[begin Excerpt to read]

Based on LLOG’s prelease sale work, management decided to bid $6.7 million for this block. When the bids were read, LLOG’s offer was the highest among seven other bids, with a total of 11 companies bidding on the block. LLOG was awarded MC 503 in May 2005. LLOG also was the high bidder at $2.55 million on MC 545, in which several Miocene-aged, amplitude-supported prospects have been identified.
While LLOG bid on the MC 503 without partners, to diversify risk, the company’s intent was to drill the first well with partners at no more than a 50 percent working interest. Since the objective reservoirs crossed lease line boundaries to the east (MC 504) and north (MC 459 and 460), it made sense to attempt to jointly develop the four-block area. ENI owned 100 percent of all three of those blocks, which were close to lease expiration. LLOG and ENI negotiated for some time and agreed to form a unit to hold all the blocks and allow continued negotiation after each company drilled its first well in the area. Without securing a suitable partnership offer, LLOG decided to drill the inaugural 503 well at a 100 percent working interest.

[end Excerpt to read]
[begin Listed entries]

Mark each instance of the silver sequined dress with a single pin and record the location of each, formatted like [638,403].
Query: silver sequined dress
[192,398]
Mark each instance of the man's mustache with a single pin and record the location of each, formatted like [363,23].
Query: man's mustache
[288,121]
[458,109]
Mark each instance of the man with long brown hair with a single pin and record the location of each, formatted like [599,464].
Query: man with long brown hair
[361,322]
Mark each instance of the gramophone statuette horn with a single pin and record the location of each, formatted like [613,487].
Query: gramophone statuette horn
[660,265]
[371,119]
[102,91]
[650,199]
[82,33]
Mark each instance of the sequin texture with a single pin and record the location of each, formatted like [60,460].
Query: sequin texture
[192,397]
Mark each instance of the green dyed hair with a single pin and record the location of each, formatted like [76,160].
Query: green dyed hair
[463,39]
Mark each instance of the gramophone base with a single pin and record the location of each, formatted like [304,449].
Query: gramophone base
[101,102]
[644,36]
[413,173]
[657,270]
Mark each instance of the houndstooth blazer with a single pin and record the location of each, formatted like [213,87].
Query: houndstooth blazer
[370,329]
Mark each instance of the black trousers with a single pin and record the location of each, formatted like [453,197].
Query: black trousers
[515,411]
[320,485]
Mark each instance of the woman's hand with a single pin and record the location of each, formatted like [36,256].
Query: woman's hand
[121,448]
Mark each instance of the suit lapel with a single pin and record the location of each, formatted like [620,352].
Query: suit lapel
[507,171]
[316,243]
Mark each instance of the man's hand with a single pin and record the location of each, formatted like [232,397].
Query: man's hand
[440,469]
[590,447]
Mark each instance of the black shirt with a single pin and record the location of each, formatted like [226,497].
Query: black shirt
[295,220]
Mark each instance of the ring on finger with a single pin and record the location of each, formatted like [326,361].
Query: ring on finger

[end Listed entries]

Summarize the passage about LLOG's bid on block MC 503 in two sentences.

▸ **Task response**: LLOG bid $6.7 million on MC 503, the highest of the bids on the block, and was awarded it in May 2005; it was also the high bidder at $2.55 million on MC 545. Although LLOG intended to drill the first well with partners at no more than a 50 percent working interest and agreed with ENI, owner of the adjoining blocks, to form a unit, it secured no suitable partnership offer and drilled the first 503 well at a 100 percent working interest.